Written problem A | Reproduce word for word the passage from the post on Bank of America's Countrywide investment that begins at "It's unclear how" and stops after "up for sale.".

Reading text |
____

Bank of America's Countrywide Investment

It's no secret.  Most people already knew that Bank of America invested $2 billion in Countrywide Financial Corp in order to be able to buy Countrywide's assets at a distressed price.

If Countrywide were put up for sale, BoA would be given the first right of refusal.  According to article, Ken Lewis invested the money in order to get a better deal on Countrywide's product suite and loan-processing technology and also to keep competitors away from buying Countrywide.

Both companies also declined to comment on whether Countrywide paid the first quarterly payment that was due earlier this month.  That seems to me like a strong signal that Countrywide is insolvent. 

Of course, no need to worry.  The fed is there to loan Countrywide unlimited amounts to ensure it will not go into bankruptcy.  This is not me just me saying it, this is in the article!

 
It's unclear how serious Countrywide's problems really are. CEO Angelo Mozilo is adamant that Countrywide has ample cash and borrowing capacity to meet obligations and has predicted a quick return to profitability. Just last week, Countrywide was rocked by mortgage-related jitters, prompting it to take the unusual step of issuing a statement denying rumors that it was near bankruptcy.

Countrywide declined to comment for this article.

Even if Countrywide were to fail, Bank of America's stake still could have important value for the firm. One significant factor: In return for its $2 billion investment, Bank of America was given first right of refusal to buy Countrywide if it were put up for sale.

 
The first quarterly payment was due earlier this month. Bank of America and Countrywide declined to comment on whether it was paid.
 
The chances that Countrywide could have to seek court protection in the traditional sense seem remote to some bank analysts, in part because of the company's deep relationship with the federal government. The deposits in its banking arm are federally insured and it has borrowed heavily from the quasigovernmental Federal Home Loan Bank in Atlanta.

Regarding Countrywide, analyst Richard X. Bove of Punk Ziegel & Co. argues that if it were indeed to fail, the federal government would facilitate a sale to Bank of America, much as many believe that regulators encouraged Bank of America to take the stake in the first place.

____

Stored records |

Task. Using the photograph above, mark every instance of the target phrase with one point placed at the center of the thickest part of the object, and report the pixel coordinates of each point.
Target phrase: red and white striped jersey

____

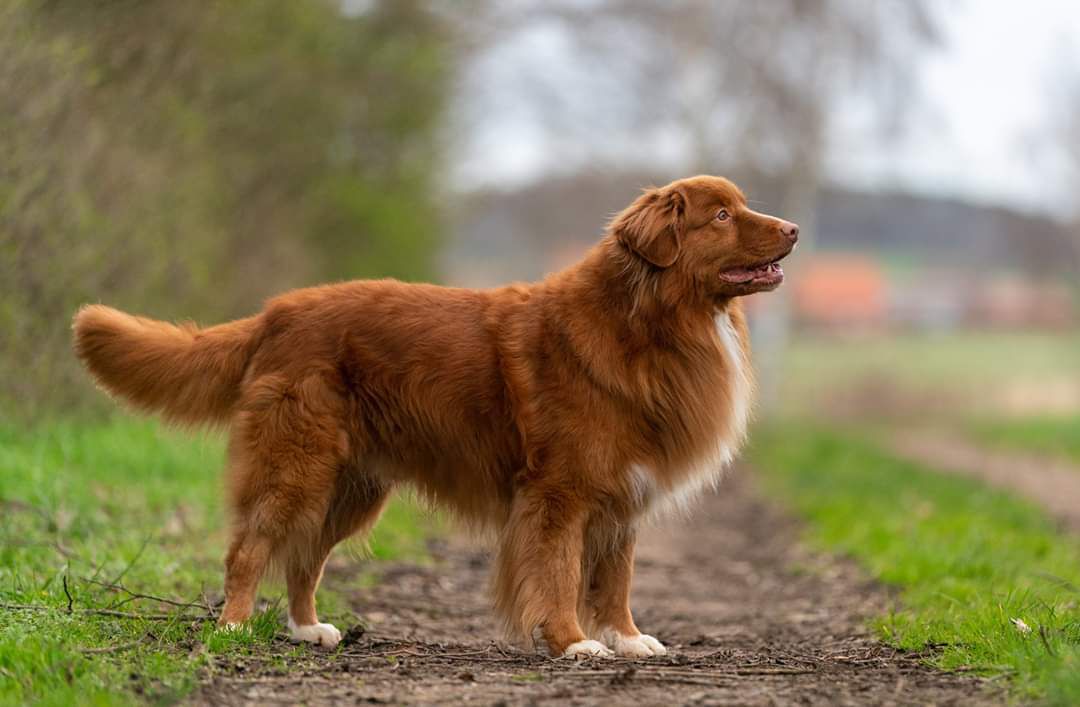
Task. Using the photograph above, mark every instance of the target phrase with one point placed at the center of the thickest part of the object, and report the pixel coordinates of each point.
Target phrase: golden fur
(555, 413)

____

Written problem B | List every line in the records that contains the string "phrase".

Final result A |
It's unclear how serious Countrywide's problems really are. CEO Angelo Mozilo is adamant that Countrywide has ample cash and borrowing capacity to meet obligations and has predicted a quick return to profitability. Just last week, Countrywide was rocked by mortgage-related jitters, prompting it to take the unusual step of issuing a statement denying rumors that it was near bankruptcy.

Countrywide declined to comment for this article.

Even if Countrywide were to fail, Bank of America's stake still could have important value for the firm. One significant factor: In return for its $2 billion investment, Bank of America was given first right of refusal to buy Countrywide if it were put up for sale.

Final result B |
Task. Using the photograph above, mark every instance of the target phrase with one point placed at the center of the thickest part of the object, and report the pixel coordinates of each point.
Target phrase: red and white striped jersey
Task. Using the photograph above, mark every instance of the target phrase with one point placed at the center of the thickest part of the object, and report the pixel coordinates of each point.
Target phrase: golden fur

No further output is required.